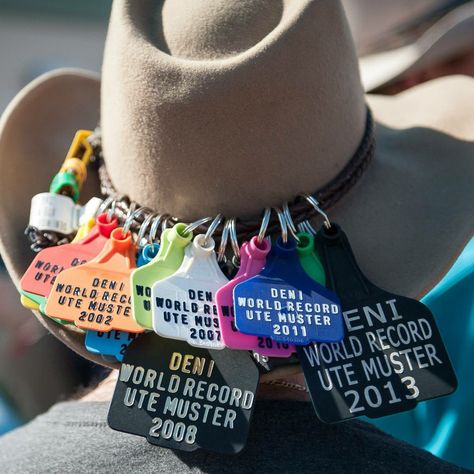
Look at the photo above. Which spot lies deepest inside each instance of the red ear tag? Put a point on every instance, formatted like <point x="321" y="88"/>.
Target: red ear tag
<point x="41" y="275"/>
<point x="96" y="295"/>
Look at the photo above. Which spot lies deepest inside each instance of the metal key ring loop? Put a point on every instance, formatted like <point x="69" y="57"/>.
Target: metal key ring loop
<point x="104" y="205"/>
<point x="283" y="225"/>
<point x="194" y="225"/>
<point x="314" y="202"/>
<point x="154" y="227"/>
<point x="143" y="227"/>
<point x="133" y="214"/>
<point x="289" y="222"/>
<point x="212" y="228"/>
<point x="223" y="245"/>
<point x="263" y="227"/>
<point x="164" y="224"/>
<point x="111" y="212"/>
<point x="234" y="242"/>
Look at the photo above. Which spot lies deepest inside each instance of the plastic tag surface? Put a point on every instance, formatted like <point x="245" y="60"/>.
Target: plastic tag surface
<point x="183" y="397"/>
<point x="392" y="355"/>
<point x="252" y="260"/>
<point x="184" y="305"/>
<point x="96" y="295"/>
<point x="40" y="276"/>
<point x="112" y="343"/>
<point x="53" y="212"/>
<point x="285" y="304"/>
<point x="168" y="260"/>
<point x="309" y="259"/>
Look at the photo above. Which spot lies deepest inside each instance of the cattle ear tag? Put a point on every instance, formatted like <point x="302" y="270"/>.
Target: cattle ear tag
<point x="41" y="275"/>
<point x="183" y="397"/>
<point x="168" y="260"/>
<point x="53" y="212"/>
<point x="84" y="230"/>
<point x="96" y="295"/>
<point x="252" y="260"/>
<point x="183" y="304"/>
<point x="309" y="259"/>
<point x="285" y="304"/>
<point x="392" y="355"/>
<point x="113" y="343"/>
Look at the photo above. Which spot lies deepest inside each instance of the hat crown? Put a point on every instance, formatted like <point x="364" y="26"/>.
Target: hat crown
<point x="209" y="29"/>
<point x="198" y="98"/>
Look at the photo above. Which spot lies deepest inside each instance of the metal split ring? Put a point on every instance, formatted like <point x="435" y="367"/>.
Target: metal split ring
<point x="143" y="228"/>
<point x="194" y="225"/>
<point x="283" y="224"/>
<point x="314" y="202"/>
<point x="212" y="228"/>
<point x="234" y="242"/>
<point x="263" y="227"/>
<point x="223" y="245"/>
<point x="306" y="226"/>
<point x="155" y="226"/>
<point x="289" y="222"/>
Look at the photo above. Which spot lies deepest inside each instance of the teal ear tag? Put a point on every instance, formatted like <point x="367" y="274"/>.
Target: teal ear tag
<point x="113" y="343"/>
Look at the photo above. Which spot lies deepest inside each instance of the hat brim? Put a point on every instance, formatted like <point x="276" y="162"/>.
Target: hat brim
<point x="408" y="218"/>
<point x="452" y="35"/>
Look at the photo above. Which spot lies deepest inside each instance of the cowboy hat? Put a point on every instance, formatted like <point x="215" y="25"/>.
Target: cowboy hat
<point x="375" y="23"/>
<point x="215" y="106"/>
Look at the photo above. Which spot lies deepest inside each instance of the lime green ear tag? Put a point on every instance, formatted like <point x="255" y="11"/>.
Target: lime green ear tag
<point x="309" y="258"/>
<point x="167" y="262"/>
<point x="65" y="182"/>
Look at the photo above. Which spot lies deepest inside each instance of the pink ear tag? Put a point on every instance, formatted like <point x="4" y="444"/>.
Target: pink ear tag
<point x="253" y="258"/>
<point x="183" y="304"/>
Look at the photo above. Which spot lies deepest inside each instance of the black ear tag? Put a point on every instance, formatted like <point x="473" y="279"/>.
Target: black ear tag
<point x="183" y="397"/>
<point x="392" y="355"/>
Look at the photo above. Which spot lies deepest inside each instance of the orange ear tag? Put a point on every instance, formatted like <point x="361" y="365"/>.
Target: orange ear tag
<point x="41" y="275"/>
<point x="96" y="295"/>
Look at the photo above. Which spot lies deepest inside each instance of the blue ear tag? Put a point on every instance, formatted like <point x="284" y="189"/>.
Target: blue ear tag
<point x="113" y="343"/>
<point x="146" y="254"/>
<point x="285" y="304"/>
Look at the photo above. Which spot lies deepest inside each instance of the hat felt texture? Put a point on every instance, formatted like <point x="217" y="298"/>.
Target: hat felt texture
<point x="198" y="120"/>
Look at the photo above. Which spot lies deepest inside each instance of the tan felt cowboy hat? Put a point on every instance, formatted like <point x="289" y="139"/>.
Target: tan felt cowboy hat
<point x="392" y="38"/>
<point x="220" y="106"/>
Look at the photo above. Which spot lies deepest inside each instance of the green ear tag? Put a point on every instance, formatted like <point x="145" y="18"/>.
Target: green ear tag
<point x="167" y="262"/>
<point x="65" y="182"/>
<point x="309" y="258"/>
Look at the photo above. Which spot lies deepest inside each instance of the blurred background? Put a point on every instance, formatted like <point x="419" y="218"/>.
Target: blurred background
<point x="400" y="43"/>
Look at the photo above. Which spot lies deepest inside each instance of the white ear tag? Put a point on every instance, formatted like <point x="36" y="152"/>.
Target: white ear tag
<point x="53" y="212"/>
<point x="184" y="305"/>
════════
Repeat each line of the material, unaltered, from the first through the line with "the hat crown?", and include no pictures.

Look at the photo above. Which spot lies deepest inside each instance of the red ear tag? Put a point on every instance, formatted like <point x="321" y="88"/>.
Target: red ear tag
<point x="41" y="275"/>
<point x="96" y="295"/>
Look at the photo above. Which spot lies deepest inside each instance of the metal key ring loop? Put a point on every instance, formatted like <point x="69" y="57"/>.
Target: metal key ring loop
<point x="104" y="205"/>
<point x="283" y="225"/>
<point x="194" y="225"/>
<point x="314" y="202"/>
<point x="154" y="227"/>
<point x="143" y="227"/>
<point x="133" y="214"/>
<point x="289" y="222"/>
<point x="212" y="228"/>
<point x="223" y="245"/>
<point x="263" y="227"/>
<point x="164" y="224"/>
<point x="111" y="212"/>
<point x="234" y="242"/>
Look at the photo above. Which spot lies deepest inside each instance of the plastic tag surface? Put a point on every instance, formatted like <point x="245" y="60"/>.
Target: plastic tag surface
<point x="183" y="397"/>
<point x="392" y="355"/>
<point x="252" y="260"/>
<point x="184" y="305"/>
<point x="96" y="295"/>
<point x="40" y="276"/>
<point x="112" y="343"/>
<point x="53" y="212"/>
<point x="285" y="304"/>
<point x="168" y="260"/>
<point x="309" y="259"/>
Look at the photo above. Which spot lies deepest inside each instance of the cattle ear tag? Put a point on every instance, formatted like <point x="302" y="270"/>.
Target: cattle ear tag
<point x="41" y="275"/>
<point x="183" y="397"/>
<point x="168" y="260"/>
<point x="53" y="212"/>
<point x="84" y="230"/>
<point x="96" y="295"/>
<point x="252" y="260"/>
<point x="183" y="304"/>
<point x="309" y="259"/>
<point x="285" y="304"/>
<point x="392" y="355"/>
<point x="113" y="343"/>
Look at the photo above. Which spot lies deepest inside each instance of the hat crown? Put a point on every instance, formatted like <point x="364" y="26"/>.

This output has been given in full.